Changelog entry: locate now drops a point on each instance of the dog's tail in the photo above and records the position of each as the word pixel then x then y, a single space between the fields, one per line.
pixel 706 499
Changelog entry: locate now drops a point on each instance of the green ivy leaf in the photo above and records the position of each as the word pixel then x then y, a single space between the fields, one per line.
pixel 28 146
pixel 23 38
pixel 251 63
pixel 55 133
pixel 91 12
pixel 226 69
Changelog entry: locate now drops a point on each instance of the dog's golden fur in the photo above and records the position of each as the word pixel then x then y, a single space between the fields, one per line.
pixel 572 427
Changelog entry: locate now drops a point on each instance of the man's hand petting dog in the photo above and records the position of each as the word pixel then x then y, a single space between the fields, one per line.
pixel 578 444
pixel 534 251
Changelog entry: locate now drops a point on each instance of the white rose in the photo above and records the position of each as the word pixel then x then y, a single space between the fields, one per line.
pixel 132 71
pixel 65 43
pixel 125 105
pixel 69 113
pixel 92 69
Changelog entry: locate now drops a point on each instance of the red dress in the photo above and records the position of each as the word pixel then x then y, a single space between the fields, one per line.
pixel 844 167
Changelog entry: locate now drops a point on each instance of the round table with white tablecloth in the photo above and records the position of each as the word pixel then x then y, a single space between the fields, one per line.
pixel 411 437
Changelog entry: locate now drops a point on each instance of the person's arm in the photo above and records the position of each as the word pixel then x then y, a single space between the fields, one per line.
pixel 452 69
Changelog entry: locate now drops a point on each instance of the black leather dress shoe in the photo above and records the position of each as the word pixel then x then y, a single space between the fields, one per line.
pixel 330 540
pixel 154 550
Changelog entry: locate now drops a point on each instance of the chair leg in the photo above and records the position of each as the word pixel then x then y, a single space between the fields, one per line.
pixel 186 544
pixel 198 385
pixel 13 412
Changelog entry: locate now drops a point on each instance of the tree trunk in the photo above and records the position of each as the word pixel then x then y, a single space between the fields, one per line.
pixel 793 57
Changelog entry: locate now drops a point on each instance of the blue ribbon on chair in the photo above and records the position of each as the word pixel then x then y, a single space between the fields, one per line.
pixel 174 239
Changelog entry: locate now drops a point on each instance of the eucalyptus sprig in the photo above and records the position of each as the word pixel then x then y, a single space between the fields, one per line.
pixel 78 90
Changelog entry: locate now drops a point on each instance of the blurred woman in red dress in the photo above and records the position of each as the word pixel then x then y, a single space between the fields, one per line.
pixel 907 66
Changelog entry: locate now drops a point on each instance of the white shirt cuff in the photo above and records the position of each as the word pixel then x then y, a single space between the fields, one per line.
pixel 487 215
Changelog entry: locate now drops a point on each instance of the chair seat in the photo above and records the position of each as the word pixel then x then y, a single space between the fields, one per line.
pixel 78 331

Your objective ▸
Every entry is to be restated exactly, with no line dropped.

Written response ▸
Changelog entry: locate now drops a point on each instance of the dog's tail in the photo above and records the position of each as the word pixel then x then y, a single space between the fields, one per line.
pixel 706 499
Changelog entry: locate now drops a point on each instance of the green ivy leaf in the photo above and records the position of each as the word pixel then x then y, a single space between the fields, one per line.
pixel 28 146
pixel 23 38
pixel 251 63
pixel 55 133
pixel 91 12
pixel 226 69
Changelog entry: locate now drops a point on each instance of the dog's golden fur in the photo above and records the position of each as the word pixel then x then y, a single space between the fields, one per line.
pixel 572 427
Changelog entry: locate now drops a point on each instance of the man's hand petting dog in the photo above and records the position of each as the word pixel then x then y, a single space between the fields, one per line.
pixel 578 444
pixel 534 251
Changelog entry: locate now drops a point on each instance of the white rose in the photo above and records the position of each as the word pixel then x then y, a single space between the fields, one per line.
pixel 132 71
pixel 65 43
pixel 125 105
pixel 69 113
pixel 92 69
Changelog entry: locate now drops a point on each instance of the red dress in the photo above and records the position of each as the word pixel then x then y, a single space between the fields, one per line.
pixel 844 167
Changelog entry: locate now drops a point on each instance of the round table with white tablecloth in the photo above and records the position of each as the word pixel then x then y, a single space between the fields, one per line.
pixel 411 437
Changelog entry: locate now drops a point on each instance of the person's arm in the photo above and records the position of each as the word pixel then x then y, a single space between the fields, one per line.
pixel 452 69
Changelog entry: locate now drops a point on each instance of the black leather dress shoe in the photo above and records the position of each as the word pixel then x then y, a single space between the fields, one per line.
pixel 330 540
pixel 154 550
Changelog entry: locate now drops a point on each instance of the chair leg in the photo above and records the position of each as the word pixel then x then y, a single space between the fields, one per line.
pixel 186 544
pixel 198 385
pixel 13 412
Changelog entry: locate now drops a point on each instance of the tree trunk in the photo above and records the position of each as the word pixel then x then y, a single space between the fields, one per line.
pixel 793 57
Changelog entry: locate now drops a point on each instance of the blue ribbon on chair in the photo above and records the position of each as the word pixel then x then y, a single space between the fields, one per line.
pixel 174 239
Changelog entry: locate now drops a point on each instance of the eucalyptus sprig in the photo above and records the position of each as the word pixel then x then y, a single space between the fields, one per line.
pixel 78 90
Changelog entry: locate now drops a point on each instance of the blurred woman in red dress in the photo above and records the position of each as the word pixel then x then y, a single space between the fields, one per line.
pixel 907 66
Changelog entry: locate now drops a point on each instance of the white shirt cuff in the photo above and records the position of each as the word pixel then x then y, a single space between the fields, one per line.
pixel 487 215
Changelog entry: locate now drops a point on each instance of the chair seat in the photo above and records the position of each as the word pixel then x then y, a single space between the fields, one per line.
pixel 78 331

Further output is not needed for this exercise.